Непрерывное искусство: советский монтаж как метод неофициальной культуры

0   44   0

Искусство. Искусствоведение
16 мая 10:25


573975da5f1be721845037eb

«Монтажное мышление неотрывно от общеидейных основ мышления в целом,» — пишет Сергей Эйзенштейн в известной статье «Диккенс, Гриффит и мы». Следуя хронологии развития кинематографа филолог Иван Кукулин в своей книге «Машины зашумевшего времени» описывает историю русского модернизма через историю монтажа. Ее героями становятся Дзига Вертов, Александр Солженицын, Эль Лисицкий и другие художники. T&P публикуют главу о 30-х годах, Викторе Шкловском, Сергее Эйзенштейне и других свидетелях трансформации революционного модернизма в соцреализм.

«Ясно, что монтаж — не самоцель. Важно, однако, различать монтаж в обычном смысле этого слова от другого явления, которое имеет сходство с монтажом, но значительно шире и глубже этого понятия».

Дзига Вертов. Из дневника (1953)

«Машины зашумевшего времени»

**ПОСТАВЛЕННАЯ ЗАДАЧА 1**
Найдите в записях все строки со словом «black» и выпишите их целиком. Регистр букв учитывается.
Текст и записи никак не связаны друг с другом.

[Записанные данные]
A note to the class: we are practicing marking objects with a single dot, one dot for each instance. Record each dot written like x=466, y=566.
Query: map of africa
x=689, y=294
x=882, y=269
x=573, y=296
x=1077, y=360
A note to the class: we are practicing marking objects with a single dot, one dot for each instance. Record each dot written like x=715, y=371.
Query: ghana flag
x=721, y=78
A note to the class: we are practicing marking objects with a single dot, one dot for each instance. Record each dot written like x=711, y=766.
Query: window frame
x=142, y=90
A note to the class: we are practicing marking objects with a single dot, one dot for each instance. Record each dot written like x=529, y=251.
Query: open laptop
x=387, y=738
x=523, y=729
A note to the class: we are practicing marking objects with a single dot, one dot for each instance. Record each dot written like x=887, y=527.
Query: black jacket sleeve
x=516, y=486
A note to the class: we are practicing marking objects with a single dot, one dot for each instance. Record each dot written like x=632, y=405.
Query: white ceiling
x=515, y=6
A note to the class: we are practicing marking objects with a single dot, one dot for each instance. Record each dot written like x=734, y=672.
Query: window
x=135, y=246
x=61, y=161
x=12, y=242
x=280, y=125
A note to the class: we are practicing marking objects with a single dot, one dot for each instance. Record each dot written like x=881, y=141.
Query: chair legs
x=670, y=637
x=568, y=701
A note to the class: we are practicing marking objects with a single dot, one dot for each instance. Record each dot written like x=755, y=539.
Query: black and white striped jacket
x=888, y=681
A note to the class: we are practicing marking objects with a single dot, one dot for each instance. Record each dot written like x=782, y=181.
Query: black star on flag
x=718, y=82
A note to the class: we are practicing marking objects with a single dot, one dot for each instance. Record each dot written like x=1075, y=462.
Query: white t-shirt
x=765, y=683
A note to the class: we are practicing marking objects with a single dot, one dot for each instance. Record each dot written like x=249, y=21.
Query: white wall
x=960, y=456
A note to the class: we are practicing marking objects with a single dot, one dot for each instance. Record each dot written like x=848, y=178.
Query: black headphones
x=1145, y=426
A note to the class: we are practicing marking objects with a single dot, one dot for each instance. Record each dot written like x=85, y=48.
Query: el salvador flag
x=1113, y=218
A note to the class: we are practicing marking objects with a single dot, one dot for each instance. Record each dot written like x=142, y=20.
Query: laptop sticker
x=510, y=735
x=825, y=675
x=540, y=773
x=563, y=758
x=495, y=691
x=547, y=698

**ПОСТАВЛЕННАЯ ЗАДАЧА 2**
Перепишите без изменений весь текст о советском монтаже.

**РЕЗУЛЬТАТ 1**
Query: black jacket sleeve
Query: black and white striped jacket
Query: black star on flag
Query: black headphones

**РЕЗУЛЬТАТ 2**
Непрерывное искусство: советский монтаж как метод неофициальной культуры

0   44   0

Искусство. Искусствоведение
16 мая 10:25


573975da5f1be721845037eb

«Монтажное мышление неотрывно от общеидейных основ мышления в целом,» — пишет Сергей Эйзенштейн в известной статье «Диккенс, Гриффит и мы». Следуя хронологии развития кинематографа филолог Иван Кукулин в своей книге «Машины зашумевшего времени» описывает историю русского модернизма через историю монтажа. Ее героями становятся Дзига Вертов, Александр Солженицын, Эль Лисицкий и другие художники. T&P публикуют главу о 30-х годах, Викторе Шкловском, Сергее Эйзенштейне и других свидетелях трансформации революционного модернизма в соцреализм.

«Ясно, что монтаж — не самоцель. Важно, однако, различать монтаж в обычном смысле этого слова от другого явления, которое имеет сходство с монтажом, но значительно шире и глубже этого понятия».

Дзига Вертов. Из дневника (1953)

«Машины зашумевшего времени»